_指示_
記録のうち、「edge with a single point per instance.」を含む行で始まり「(1068, 337)」を含む行で終わる部分を、一字一句変えずに書き写せ。最初と最後の行も含めること。

***** 記録 *****

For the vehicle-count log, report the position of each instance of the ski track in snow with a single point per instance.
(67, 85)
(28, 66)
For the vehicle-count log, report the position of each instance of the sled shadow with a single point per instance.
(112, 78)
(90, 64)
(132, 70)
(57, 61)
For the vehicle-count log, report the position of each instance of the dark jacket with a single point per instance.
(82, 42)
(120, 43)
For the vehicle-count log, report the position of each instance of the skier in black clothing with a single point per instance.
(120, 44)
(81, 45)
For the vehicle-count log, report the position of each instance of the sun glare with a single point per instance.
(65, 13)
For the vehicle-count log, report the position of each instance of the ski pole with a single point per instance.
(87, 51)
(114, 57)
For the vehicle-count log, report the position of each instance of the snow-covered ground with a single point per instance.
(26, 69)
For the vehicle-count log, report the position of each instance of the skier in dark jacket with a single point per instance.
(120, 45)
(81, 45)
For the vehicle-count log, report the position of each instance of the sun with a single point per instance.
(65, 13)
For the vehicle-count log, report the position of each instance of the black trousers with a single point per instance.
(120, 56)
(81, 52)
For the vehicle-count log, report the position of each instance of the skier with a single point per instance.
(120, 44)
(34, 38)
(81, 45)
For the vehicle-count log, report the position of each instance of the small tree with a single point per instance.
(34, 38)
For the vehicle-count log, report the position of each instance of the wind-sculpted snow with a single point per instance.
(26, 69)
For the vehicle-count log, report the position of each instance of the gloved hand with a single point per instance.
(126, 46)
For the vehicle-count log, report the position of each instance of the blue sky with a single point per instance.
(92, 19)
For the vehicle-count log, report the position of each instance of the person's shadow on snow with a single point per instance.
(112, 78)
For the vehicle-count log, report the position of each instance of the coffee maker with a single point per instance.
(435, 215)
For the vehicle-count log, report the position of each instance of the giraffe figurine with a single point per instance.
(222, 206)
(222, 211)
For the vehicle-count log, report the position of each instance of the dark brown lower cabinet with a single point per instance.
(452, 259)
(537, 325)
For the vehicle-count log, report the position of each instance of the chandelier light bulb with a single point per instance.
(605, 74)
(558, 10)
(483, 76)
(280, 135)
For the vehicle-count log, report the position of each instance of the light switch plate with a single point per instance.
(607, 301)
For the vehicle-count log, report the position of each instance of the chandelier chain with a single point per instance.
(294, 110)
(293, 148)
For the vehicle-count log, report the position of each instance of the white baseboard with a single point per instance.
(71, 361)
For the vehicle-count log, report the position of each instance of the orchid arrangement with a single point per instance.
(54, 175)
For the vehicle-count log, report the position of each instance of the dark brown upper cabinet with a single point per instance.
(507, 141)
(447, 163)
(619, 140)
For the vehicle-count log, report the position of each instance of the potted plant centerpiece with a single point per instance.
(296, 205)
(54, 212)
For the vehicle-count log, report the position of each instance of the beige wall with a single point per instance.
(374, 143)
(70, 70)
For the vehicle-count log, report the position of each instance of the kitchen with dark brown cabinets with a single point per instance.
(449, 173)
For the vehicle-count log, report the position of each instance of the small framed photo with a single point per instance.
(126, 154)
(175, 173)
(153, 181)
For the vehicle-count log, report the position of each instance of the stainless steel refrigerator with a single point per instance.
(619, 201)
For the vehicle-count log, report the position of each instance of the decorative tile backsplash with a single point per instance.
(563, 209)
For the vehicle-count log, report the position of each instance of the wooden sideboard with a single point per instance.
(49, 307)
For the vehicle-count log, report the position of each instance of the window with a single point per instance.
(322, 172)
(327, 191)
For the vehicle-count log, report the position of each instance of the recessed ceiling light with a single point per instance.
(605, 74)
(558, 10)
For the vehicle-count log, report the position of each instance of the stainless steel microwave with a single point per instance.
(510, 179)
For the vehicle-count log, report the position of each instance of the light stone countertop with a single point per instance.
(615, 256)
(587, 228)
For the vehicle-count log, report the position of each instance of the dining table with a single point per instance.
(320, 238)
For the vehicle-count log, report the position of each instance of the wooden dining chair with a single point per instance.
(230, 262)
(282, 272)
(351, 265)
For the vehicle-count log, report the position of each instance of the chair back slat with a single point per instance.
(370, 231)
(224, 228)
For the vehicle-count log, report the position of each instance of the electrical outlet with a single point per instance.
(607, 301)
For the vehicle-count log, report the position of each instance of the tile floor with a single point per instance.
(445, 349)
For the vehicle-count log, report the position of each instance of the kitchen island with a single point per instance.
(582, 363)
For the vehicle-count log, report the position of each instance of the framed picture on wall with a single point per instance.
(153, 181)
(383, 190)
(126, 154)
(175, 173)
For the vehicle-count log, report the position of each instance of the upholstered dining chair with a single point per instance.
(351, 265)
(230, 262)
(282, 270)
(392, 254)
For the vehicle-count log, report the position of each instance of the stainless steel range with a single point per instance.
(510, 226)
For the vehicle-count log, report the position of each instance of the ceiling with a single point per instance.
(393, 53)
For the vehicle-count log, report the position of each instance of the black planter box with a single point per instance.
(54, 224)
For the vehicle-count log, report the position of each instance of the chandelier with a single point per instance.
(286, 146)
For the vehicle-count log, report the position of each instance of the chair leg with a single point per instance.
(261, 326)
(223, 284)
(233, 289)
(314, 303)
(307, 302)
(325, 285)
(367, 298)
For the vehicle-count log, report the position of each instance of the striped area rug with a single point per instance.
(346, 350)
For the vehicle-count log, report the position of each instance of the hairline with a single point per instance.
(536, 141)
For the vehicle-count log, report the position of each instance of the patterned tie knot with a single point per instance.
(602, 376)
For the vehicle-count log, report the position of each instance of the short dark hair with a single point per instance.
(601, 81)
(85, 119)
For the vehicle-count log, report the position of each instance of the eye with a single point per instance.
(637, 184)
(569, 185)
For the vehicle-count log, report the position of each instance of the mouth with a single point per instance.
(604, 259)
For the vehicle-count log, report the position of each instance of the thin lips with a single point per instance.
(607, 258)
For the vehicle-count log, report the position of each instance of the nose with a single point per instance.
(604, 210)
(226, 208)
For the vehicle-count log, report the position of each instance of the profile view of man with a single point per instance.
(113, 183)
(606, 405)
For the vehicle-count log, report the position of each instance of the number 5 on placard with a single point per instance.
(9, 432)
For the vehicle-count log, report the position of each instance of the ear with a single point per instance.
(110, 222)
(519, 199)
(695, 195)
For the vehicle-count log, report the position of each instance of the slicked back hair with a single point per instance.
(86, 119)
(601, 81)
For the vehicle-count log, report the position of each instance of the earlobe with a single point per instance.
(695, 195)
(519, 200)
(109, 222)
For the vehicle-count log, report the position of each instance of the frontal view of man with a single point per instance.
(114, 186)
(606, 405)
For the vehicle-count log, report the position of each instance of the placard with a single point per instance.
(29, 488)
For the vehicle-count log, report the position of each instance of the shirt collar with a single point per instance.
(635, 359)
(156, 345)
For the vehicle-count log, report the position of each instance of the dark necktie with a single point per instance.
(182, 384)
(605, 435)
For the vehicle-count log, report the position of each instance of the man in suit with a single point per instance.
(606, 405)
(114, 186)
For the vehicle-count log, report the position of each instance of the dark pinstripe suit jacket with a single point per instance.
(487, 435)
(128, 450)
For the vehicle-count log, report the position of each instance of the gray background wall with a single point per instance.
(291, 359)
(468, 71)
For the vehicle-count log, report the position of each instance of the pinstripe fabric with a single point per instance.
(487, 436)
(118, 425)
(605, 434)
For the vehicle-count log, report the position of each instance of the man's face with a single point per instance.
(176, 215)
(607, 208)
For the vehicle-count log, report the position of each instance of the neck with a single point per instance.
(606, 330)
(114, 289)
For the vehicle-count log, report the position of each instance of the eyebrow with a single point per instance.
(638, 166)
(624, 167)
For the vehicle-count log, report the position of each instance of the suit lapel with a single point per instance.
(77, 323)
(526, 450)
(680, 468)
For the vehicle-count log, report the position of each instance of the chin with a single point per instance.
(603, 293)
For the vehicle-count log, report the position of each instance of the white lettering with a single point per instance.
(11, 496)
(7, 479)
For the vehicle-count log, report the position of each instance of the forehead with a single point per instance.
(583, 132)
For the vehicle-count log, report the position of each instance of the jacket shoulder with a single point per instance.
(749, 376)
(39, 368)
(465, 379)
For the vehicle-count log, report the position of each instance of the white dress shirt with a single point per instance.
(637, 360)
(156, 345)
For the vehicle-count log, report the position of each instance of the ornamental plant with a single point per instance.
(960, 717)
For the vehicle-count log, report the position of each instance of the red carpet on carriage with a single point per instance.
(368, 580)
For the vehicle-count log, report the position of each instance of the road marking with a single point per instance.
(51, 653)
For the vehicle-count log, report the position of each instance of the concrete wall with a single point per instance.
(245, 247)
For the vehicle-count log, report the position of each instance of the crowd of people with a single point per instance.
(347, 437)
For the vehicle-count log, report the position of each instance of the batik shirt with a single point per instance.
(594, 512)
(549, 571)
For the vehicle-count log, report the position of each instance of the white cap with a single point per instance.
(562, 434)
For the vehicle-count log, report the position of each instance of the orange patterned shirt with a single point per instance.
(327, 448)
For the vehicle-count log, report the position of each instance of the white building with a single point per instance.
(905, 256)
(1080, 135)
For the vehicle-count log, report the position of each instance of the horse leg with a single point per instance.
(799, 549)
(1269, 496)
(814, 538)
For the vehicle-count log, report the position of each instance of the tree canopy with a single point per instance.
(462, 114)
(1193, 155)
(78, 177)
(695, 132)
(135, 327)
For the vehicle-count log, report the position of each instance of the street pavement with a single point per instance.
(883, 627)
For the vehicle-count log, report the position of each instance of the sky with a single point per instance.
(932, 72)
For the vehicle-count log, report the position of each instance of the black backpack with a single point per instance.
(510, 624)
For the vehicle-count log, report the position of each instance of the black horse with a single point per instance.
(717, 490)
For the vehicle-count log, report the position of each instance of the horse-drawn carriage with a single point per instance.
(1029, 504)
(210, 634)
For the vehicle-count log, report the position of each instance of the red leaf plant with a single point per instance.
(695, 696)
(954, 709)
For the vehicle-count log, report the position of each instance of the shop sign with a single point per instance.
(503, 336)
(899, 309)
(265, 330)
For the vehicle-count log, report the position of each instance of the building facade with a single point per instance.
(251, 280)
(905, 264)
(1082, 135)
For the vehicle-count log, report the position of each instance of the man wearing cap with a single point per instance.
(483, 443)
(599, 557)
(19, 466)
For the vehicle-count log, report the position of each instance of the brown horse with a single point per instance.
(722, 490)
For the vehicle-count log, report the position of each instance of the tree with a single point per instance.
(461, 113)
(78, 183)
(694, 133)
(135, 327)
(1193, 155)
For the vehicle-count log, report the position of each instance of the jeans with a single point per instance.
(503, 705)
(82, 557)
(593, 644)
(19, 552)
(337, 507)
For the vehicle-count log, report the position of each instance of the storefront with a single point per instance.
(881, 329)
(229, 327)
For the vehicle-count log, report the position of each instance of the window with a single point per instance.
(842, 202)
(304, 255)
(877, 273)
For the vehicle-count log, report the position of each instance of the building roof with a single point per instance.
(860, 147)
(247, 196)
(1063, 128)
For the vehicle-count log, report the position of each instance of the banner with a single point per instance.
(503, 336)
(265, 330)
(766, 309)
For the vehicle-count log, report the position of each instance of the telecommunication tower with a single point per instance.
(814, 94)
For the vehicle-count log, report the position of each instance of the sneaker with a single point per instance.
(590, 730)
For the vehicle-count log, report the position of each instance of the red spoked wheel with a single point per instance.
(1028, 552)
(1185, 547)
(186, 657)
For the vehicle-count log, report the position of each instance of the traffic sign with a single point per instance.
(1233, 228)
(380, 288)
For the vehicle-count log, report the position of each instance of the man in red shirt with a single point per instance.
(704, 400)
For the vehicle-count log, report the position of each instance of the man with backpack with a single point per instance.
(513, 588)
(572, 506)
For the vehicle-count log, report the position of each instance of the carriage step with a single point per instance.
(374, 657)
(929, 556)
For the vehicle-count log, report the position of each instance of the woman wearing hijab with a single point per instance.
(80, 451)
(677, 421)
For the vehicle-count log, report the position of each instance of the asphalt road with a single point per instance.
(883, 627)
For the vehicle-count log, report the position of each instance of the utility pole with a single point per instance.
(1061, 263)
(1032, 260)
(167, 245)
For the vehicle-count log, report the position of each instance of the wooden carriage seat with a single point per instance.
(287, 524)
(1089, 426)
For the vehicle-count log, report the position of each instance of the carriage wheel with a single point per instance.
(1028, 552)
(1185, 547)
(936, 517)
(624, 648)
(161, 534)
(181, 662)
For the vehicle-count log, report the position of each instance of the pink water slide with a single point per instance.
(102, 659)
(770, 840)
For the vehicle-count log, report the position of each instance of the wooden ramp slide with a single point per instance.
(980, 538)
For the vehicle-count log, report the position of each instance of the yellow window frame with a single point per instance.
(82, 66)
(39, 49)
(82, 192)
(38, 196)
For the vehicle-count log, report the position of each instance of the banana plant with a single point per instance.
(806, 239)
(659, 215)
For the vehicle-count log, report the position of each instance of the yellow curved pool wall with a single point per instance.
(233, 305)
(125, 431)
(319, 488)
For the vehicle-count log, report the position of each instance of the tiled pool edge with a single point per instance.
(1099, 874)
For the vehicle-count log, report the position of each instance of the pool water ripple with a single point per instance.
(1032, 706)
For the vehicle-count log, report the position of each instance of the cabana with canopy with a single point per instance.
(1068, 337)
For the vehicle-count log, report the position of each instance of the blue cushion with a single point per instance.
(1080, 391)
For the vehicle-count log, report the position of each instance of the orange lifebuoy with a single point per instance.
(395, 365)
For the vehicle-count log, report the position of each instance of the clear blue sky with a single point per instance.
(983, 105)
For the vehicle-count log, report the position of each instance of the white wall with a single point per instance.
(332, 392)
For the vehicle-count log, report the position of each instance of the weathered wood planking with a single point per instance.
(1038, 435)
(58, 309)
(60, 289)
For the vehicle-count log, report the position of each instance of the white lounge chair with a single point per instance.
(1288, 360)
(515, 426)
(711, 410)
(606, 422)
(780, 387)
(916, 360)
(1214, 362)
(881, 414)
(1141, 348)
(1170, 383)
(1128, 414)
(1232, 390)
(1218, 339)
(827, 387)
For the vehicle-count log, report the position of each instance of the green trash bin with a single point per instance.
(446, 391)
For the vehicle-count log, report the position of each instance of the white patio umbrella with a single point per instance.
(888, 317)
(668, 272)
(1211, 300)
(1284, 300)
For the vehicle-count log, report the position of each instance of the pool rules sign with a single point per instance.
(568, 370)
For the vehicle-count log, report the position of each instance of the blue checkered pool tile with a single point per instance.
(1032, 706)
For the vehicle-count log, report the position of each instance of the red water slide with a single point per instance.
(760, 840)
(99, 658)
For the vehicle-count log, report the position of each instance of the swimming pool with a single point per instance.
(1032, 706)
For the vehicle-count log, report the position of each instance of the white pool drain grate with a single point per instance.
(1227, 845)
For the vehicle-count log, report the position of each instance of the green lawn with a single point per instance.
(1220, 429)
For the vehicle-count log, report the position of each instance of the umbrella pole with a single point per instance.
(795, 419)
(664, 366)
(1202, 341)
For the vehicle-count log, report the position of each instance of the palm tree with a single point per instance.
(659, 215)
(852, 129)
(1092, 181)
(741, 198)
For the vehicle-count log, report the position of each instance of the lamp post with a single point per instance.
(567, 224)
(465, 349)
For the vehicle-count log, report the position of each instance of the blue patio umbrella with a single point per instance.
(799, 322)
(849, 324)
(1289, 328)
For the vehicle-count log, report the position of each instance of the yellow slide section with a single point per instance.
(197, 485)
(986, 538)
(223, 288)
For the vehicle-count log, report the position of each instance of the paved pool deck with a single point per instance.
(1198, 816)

*****

_演習の結果_
For the vehicle-count log, report the position of each instance of the tiled pool edge with a single point per instance.
(1099, 874)
For the vehicle-count log, report the position of each instance of the pool water ripple with a single point per instance.
(1032, 706)
For the vehicle-count log, report the position of each instance of the cabana with canopy with a single point per instance.
(1068, 337)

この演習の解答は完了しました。